### EXERCISE INSTRUCTIONS
Every entry below must appear again, exactly as written.

(Extracted records)
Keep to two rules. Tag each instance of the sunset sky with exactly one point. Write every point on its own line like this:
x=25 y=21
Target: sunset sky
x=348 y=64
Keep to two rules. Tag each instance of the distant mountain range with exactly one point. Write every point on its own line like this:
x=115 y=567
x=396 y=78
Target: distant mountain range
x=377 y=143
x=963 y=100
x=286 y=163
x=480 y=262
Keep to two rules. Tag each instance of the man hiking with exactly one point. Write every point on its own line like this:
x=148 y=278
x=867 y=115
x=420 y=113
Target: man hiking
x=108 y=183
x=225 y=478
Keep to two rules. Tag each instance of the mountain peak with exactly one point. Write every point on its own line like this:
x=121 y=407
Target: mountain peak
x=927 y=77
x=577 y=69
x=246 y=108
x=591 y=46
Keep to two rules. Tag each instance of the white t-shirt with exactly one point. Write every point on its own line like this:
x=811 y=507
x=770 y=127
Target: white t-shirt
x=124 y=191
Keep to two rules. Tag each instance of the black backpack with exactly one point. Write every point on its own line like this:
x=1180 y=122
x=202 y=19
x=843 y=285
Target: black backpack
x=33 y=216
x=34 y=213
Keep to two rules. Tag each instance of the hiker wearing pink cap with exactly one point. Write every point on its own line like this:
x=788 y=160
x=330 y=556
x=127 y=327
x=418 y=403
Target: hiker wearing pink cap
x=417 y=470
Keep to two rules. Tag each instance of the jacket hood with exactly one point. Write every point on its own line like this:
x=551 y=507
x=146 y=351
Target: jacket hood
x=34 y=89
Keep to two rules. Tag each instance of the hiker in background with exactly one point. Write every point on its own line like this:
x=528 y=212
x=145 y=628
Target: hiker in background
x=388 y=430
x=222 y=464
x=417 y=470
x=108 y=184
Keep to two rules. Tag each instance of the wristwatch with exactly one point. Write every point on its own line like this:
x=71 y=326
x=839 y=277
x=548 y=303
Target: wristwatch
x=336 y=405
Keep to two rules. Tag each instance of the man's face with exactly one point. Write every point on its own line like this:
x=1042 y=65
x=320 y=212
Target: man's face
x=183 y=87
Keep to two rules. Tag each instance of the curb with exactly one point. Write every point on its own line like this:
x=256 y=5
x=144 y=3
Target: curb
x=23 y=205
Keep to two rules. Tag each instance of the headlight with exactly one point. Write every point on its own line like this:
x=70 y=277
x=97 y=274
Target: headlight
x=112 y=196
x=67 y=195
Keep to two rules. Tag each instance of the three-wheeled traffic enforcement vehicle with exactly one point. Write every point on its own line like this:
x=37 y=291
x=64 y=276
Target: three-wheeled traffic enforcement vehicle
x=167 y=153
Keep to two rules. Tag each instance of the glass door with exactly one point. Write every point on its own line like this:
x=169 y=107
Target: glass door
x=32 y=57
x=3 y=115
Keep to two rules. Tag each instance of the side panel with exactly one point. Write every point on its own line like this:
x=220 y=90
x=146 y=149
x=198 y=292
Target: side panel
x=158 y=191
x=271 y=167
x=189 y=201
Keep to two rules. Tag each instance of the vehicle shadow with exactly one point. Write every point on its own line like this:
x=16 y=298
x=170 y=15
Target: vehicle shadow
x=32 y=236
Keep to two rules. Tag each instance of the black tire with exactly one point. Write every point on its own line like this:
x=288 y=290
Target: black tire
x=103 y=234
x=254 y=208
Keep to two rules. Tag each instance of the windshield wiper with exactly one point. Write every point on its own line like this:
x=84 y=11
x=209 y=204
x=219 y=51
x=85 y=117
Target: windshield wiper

### ANSWER TO THE TASK
Keep to two rules. Tag each instance of the sunset sky with exactly one point. Write every point on its own line like this:
x=25 y=21
Target: sunset sky
x=348 y=64
Keep to two rules. Tag each instance of the distant mountain range with exactly one point. Write every point on its own line like this:
x=115 y=567
x=396 y=78
Target: distant mountain range
x=377 y=143
x=963 y=100
x=286 y=163
x=480 y=262
Keep to two rules. Tag each instance of the man hiking with exactly one point. Write every point on its own line like this:
x=148 y=278
x=867 y=115
x=420 y=113
Target: man hiking
x=108 y=183
x=225 y=478
Keep to two rules. Tag each instance of the mountain peak with exactly one point. Write every point on its own line like this:
x=121 y=407
Target: mountain peak
x=927 y=77
x=577 y=69
x=246 y=108
x=591 y=46
Keep to two rules. Tag each instance of the white t-shirt with exactly one point. Write every point on its own line like this:
x=811 y=507
x=770 y=127
Target: white t-shirt
x=124 y=191
Keep to two rules. Tag each instance of the black backpack with exactly one point. Write every point on its own line like this:
x=1180 y=122
x=202 y=19
x=843 y=285
Target: black backpack
x=33 y=216
x=34 y=213
Keep to two rules. Tag each instance of the hiker wearing pink cap with exactly one point. Write every point on its own line like this:
x=788 y=160
x=330 y=556
x=127 y=327
x=418 y=403
Target: hiker wearing pink cap
x=417 y=470
Keep to two rules. Tag each instance of the jacket hood with exactly one point. Write every point on its own line like this:
x=551 y=507
x=146 y=351
Target: jacket hood
x=34 y=89
Keep to two rules. Tag each instance of the hiker in background with exactly one point. Write every point on its own line like this:
x=528 y=212
x=145 y=628
Target: hiker in background
x=388 y=430
x=222 y=464
x=417 y=470
x=108 y=184
Keep to two rules. Tag each instance of the wristwatch with exactly one point. Write every point on its own line like this:
x=71 y=326
x=839 y=277
x=548 y=303
Target: wristwatch
x=336 y=405
Keep to two rules. Tag each instance of the man's face with exactly one point. Write every point on its own line like this:
x=1042 y=65
x=320 y=212
Target: man's face
x=183 y=87
Keep to two rules. Tag each instance of the curb with exactly one point. Write every point on its own line like this:
x=256 y=5
x=144 y=3
Target: curb
x=23 y=205
Keep to two rules. Tag each instance of the headlight with exactly one point. Write every point on its own line like this:
x=70 y=277
x=97 y=274
Target: headlight
x=112 y=196
x=67 y=195
Keep to two rules. Tag each instance of the three-wheeled traffic enforcement vehicle with exactly one point. Write every point on its own line like this:
x=37 y=291
x=64 y=276
Target: three-wheeled traffic enforcement vehicle
x=167 y=153
Keep to two rules. Tag each instance of the glass door with exactly one point. Write every point on its own line like this:
x=169 y=107
Target: glass door
x=32 y=57
x=3 y=115
Keep to two rules. Tag each instance of the side panel with exactly one point. Write every point on its own line like this:
x=220 y=90
x=146 y=149
x=198 y=292
Target: side panel
x=158 y=191
x=271 y=167
x=189 y=201
Keep to two rules. Tag each instance of the vehicle shadow with exactly one point. Write every point on its own line like this:
x=16 y=298
x=170 y=15
Target: vehicle shadow
x=32 y=236
Keep to two rules. Tag each instance of the black tire with exactly one point. Write every point on its own line like this:
x=288 y=290
Target: black tire
x=103 y=234
x=254 y=208
Keep to two rules. Tag each instance of the windshield wiper with exactly one point. Write every point on its own line like this:
x=84 y=11
x=209 y=204
x=219 y=51
x=85 y=117
Target: windshield wiper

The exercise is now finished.